ACTION ITEM:
Once the line containing "child wearing white" is found, copy that line and all remaining lines of the records exactly, including the last one, and add nothing.

**** DATASET RECORDS

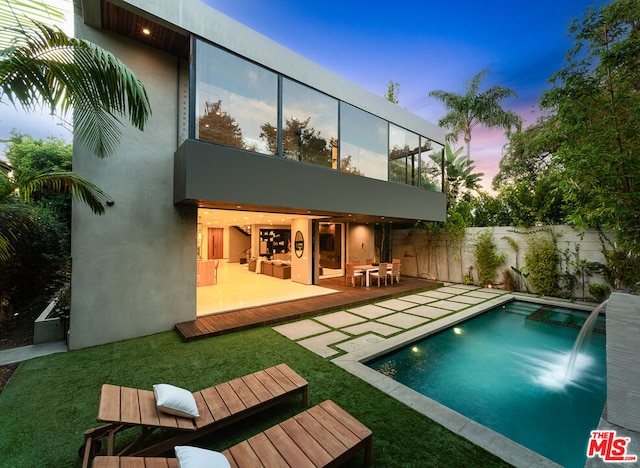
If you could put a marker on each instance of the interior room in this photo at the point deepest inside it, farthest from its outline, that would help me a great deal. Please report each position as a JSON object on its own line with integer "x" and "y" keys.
{"x": 244, "y": 258}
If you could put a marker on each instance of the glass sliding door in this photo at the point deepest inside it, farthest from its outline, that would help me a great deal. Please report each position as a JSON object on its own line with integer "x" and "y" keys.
{"x": 331, "y": 249}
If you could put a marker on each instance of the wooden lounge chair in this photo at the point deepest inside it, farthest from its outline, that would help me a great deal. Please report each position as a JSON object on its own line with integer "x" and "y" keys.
{"x": 123, "y": 408}
{"x": 322, "y": 436}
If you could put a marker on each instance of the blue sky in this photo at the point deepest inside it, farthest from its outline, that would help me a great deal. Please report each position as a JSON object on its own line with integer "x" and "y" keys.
{"x": 422, "y": 45}
{"x": 427, "y": 45}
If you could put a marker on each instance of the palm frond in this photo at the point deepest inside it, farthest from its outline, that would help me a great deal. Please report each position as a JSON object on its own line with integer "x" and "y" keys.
{"x": 66, "y": 182}
{"x": 65, "y": 72}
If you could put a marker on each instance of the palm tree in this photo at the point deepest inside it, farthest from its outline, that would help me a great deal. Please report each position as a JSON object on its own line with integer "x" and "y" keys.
{"x": 473, "y": 108}
{"x": 459, "y": 173}
{"x": 16, "y": 215}
{"x": 41, "y": 66}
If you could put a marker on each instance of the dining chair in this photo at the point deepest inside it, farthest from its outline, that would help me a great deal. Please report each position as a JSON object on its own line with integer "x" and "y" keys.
{"x": 351, "y": 273}
{"x": 380, "y": 274}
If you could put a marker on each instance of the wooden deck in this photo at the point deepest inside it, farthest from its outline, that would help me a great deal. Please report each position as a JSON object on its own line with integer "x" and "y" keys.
{"x": 349, "y": 296}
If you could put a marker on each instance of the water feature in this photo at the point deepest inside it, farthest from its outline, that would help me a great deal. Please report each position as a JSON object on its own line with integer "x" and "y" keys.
{"x": 508, "y": 373}
{"x": 585, "y": 332}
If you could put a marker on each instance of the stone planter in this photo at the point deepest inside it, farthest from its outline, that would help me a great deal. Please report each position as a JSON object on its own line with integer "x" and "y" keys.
{"x": 47, "y": 328}
{"x": 623, "y": 360}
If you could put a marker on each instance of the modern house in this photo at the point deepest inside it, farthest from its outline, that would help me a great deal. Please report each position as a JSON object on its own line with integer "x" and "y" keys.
{"x": 252, "y": 151}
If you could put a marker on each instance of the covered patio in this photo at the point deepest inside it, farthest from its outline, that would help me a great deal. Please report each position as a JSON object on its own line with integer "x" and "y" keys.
{"x": 345, "y": 296}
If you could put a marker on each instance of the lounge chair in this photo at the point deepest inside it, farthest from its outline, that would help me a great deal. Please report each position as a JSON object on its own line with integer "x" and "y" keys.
{"x": 123, "y": 408}
{"x": 324, "y": 435}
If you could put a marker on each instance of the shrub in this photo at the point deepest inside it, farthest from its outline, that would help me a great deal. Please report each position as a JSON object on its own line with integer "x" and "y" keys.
{"x": 542, "y": 260}
{"x": 487, "y": 260}
{"x": 599, "y": 291}
{"x": 622, "y": 269}
{"x": 509, "y": 280}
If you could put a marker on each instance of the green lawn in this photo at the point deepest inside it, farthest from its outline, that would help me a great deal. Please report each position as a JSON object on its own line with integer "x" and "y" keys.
{"x": 51, "y": 401}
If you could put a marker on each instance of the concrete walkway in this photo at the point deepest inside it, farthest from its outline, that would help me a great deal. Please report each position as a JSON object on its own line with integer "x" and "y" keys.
{"x": 13, "y": 355}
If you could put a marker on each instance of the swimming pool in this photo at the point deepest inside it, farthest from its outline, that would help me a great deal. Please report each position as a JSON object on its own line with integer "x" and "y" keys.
{"x": 507, "y": 372}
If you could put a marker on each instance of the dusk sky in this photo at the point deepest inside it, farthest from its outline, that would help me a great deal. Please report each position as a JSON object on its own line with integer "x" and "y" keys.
{"x": 422, "y": 45}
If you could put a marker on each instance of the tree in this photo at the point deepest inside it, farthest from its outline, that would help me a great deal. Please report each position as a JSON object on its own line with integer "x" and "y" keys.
{"x": 41, "y": 66}
{"x": 29, "y": 156}
{"x": 220, "y": 127}
{"x": 595, "y": 100}
{"x": 393, "y": 89}
{"x": 17, "y": 191}
{"x": 460, "y": 177}
{"x": 475, "y": 108}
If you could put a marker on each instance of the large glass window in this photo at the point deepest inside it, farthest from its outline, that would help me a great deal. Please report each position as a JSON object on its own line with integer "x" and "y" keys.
{"x": 363, "y": 143}
{"x": 431, "y": 165}
{"x": 404, "y": 156}
{"x": 236, "y": 100}
{"x": 309, "y": 125}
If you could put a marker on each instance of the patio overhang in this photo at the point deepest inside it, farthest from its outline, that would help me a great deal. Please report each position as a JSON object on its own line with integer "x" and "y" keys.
{"x": 214, "y": 176}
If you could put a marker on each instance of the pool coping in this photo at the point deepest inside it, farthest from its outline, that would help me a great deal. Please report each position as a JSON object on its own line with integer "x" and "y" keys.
{"x": 495, "y": 443}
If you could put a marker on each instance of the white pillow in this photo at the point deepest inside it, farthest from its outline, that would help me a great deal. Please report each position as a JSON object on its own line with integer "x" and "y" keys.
{"x": 175, "y": 400}
{"x": 194, "y": 457}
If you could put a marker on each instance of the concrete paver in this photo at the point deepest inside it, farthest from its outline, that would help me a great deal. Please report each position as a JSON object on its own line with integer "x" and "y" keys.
{"x": 396, "y": 304}
{"x": 403, "y": 320}
{"x": 467, "y": 299}
{"x": 450, "y": 305}
{"x": 360, "y": 342}
{"x": 483, "y": 294}
{"x": 301, "y": 329}
{"x": 375, "y": 327}
{"x": 428, "y": 311}
{"x": 340, "y": 319}
{"x": 436, "y": 294}
{"x": 371, "y": 311}
{"x": 320, "y": 344}
{"x": 419, "y": 299}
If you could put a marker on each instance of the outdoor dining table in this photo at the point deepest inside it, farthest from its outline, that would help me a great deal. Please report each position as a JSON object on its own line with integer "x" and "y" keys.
{"x": 367, "y": 269}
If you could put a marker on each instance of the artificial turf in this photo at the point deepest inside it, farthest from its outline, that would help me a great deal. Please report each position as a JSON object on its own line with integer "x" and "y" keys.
{"x": 50, "y": 401}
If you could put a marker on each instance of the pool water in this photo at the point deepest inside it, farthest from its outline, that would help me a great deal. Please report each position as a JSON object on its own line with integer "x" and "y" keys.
{"x": 510, "y": 374}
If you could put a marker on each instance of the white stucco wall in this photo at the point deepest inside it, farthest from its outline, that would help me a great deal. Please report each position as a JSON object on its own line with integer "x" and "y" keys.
{"x": 114, "y": 296}
{"x": 435, "y": 258}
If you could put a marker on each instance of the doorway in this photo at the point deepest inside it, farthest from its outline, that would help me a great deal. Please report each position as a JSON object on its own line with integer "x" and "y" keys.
{"x": 331, "y": 250}
{"x": 215, "y": 244}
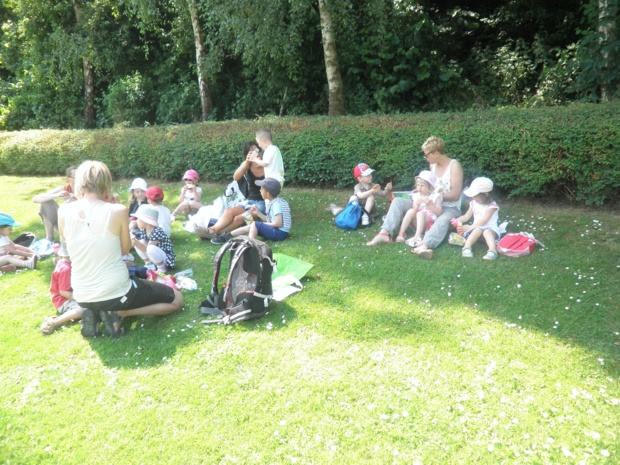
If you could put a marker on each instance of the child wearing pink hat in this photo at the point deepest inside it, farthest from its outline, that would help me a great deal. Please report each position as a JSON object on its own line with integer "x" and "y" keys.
{"x": 364, "y": 191}
{"x": 191, "y": 195}
{"x": 425, "y": 209}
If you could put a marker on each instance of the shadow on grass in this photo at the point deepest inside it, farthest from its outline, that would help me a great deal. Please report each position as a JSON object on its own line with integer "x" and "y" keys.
{"x": 565, "y": 292}
{"x": 154, "y": 341}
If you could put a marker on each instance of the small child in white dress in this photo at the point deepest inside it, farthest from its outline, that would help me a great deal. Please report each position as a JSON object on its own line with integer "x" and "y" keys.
{"x": 191, "y": 196}
{"x": 485, "y": 212}
{"x": 426, "y": 207}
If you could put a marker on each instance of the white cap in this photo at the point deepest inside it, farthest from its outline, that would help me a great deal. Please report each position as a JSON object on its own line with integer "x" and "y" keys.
{"x": 479, "y": 186}
{"x": 138, "y": 183}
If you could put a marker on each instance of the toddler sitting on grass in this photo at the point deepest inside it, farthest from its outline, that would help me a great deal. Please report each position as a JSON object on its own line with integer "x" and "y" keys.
{"x": 62, "y": 296}
{"x": 12, "y": 256}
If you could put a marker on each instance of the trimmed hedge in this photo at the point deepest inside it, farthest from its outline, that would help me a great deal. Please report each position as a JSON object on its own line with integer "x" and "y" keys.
{"x": 573, "y": 151}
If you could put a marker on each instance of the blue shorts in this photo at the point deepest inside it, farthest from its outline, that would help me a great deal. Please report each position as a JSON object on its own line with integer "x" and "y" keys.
{"x": 269, "y": 232}
{"x": 260, "y": 204}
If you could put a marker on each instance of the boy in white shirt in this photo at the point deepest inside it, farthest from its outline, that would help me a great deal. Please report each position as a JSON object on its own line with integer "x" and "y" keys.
{"x": 272, "y": 158}
{"x": 155, "y": 196}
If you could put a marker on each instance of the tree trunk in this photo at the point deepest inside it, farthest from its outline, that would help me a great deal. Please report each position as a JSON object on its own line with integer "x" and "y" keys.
{"x": 89, "y": 79}
{"x": 332, "y": 66}
{"x": 607, "y": 10}
{"x": 203, "y": 85}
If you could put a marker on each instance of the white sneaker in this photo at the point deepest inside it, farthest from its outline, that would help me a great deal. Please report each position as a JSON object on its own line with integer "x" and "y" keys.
{"x": 31, "y": 263}
{"x": 335, "y": 209}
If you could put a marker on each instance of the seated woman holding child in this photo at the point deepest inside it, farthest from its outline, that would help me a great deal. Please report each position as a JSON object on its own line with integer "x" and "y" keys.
{"x": 449, "y": 183}
{"x": 96, "y": 234}
{"x": 233, "y": 217}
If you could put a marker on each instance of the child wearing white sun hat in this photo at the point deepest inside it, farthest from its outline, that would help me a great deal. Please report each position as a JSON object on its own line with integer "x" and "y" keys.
{"x": 485, "y": 212}
{"x": 151, "y": 242}
{"x": 426, "y": 207}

********

TASK RESULT:
If you could put a marker on each instance of the child wearing white sun hat in this photo at the point deepest inside it, farthest from its outline, that would help me a great deal. Please report each position as a JSON object on its own line with integer "x" and "y" keys.
{"x": 485, "y": 212}
{"x": 151, "y": 242}
{"x": 426, "y": 207}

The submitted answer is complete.